:: ARBEITSANWEISUNG ::
Ziehen Sie aus den Datensätzen jede Zeile heraus, in der die Zeichenfolge „shirt“ vorkommt. Achten Sie dabei auf Groß- und Kleinschreibung.

+===+

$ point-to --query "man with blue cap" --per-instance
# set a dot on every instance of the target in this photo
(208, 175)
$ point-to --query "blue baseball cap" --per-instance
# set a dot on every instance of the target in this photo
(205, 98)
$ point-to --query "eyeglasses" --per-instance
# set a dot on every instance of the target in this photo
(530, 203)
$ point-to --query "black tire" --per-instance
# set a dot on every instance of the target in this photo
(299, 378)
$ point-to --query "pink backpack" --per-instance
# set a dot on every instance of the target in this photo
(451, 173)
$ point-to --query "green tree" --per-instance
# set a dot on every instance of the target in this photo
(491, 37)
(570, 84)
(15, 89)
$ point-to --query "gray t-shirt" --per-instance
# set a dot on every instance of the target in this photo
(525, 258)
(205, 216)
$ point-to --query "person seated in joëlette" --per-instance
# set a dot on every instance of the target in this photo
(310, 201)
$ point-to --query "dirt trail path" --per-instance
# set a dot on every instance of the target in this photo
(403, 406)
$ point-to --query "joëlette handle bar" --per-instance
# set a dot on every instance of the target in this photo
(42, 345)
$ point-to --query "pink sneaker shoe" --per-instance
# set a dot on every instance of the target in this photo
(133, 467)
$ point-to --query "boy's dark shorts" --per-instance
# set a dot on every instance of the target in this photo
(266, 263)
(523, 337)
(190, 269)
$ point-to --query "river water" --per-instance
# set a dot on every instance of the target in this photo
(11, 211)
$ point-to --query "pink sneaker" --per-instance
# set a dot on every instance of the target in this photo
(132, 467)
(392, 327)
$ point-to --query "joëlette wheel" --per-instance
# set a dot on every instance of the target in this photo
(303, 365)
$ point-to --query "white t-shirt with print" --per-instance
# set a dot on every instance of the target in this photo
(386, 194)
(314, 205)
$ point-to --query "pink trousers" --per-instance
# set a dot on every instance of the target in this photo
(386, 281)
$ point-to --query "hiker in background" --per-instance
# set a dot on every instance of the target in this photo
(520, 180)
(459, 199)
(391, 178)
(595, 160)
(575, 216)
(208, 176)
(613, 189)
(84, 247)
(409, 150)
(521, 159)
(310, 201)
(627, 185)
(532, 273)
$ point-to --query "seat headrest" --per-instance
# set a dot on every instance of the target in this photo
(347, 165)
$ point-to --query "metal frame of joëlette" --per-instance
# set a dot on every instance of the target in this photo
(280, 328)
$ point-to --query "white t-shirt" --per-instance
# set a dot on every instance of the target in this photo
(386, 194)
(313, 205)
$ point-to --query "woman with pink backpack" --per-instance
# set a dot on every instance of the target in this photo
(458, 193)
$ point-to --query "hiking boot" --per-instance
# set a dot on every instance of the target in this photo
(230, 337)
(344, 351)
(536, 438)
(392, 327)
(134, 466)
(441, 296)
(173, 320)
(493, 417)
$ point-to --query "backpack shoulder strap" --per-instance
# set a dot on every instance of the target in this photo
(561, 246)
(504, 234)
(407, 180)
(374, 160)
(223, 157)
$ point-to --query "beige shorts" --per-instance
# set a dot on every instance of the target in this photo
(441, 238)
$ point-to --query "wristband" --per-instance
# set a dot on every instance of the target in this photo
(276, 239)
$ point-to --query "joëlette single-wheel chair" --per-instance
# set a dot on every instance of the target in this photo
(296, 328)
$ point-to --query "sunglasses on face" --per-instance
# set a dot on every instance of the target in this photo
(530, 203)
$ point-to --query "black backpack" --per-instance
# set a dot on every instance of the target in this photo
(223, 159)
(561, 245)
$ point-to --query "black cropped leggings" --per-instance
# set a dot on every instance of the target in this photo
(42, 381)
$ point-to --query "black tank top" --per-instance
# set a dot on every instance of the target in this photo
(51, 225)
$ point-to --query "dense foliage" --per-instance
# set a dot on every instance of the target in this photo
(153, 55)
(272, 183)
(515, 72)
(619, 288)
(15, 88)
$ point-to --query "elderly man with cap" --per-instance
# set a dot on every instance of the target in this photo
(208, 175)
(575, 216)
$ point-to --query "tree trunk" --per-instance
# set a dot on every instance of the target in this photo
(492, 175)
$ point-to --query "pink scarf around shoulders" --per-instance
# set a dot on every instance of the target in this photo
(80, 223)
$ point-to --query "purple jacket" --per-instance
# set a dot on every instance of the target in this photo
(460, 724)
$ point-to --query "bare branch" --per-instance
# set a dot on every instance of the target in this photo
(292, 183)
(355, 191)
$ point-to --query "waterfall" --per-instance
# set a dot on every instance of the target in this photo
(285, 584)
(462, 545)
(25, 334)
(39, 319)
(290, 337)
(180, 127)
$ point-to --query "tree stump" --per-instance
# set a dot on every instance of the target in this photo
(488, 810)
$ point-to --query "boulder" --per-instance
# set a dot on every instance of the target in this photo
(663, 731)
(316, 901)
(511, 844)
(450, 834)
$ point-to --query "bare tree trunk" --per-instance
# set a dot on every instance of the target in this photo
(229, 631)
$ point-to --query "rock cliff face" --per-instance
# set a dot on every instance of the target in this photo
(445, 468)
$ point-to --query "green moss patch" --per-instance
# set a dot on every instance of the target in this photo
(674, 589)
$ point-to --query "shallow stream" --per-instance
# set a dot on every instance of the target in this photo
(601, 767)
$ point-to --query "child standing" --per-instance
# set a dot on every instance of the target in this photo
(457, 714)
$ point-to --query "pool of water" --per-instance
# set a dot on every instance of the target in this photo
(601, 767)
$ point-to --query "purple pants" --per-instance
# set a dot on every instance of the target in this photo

+===+

:: LÖSUNG ::
$ point-to --query "gray t-shirt" --per-instance
$ point-to --query "white t-shirt with print" --per-instance
$ point-to --query "white t-shirt" --per-instance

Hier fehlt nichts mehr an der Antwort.